Excerpts from a dataset:

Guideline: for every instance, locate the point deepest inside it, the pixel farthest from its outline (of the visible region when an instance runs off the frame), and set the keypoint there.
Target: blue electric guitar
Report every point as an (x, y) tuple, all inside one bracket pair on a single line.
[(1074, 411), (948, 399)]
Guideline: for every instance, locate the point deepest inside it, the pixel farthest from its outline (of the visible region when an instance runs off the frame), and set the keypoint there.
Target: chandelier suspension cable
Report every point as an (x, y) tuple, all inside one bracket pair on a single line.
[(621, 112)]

■ **TASK TO COMPLETE**: From the first line through the last, give the data above again exactly.

■ **RESPONSE AREA**:
Guideline: for every instance, locate the point deepest inside it, the pixel farthest from its outline (of the visible region when an instance runs off the frame), and set the keypoint there.
Target: blue electric guitar
Report every point as an (x, y) tuple, all inside one bracket pair on a single line.
[(1074, 411), (948, 399)]
Guideline: for every instance, locate the point deepest inside it, the pixel farthest from its outline (of the visible region when an instance runs off the frame), and set the keypoint there.
Target: chandelier suspension cable
Report every point as an (x, y) tuple, all inside one bracket pair on a single line.
[(621, 112)]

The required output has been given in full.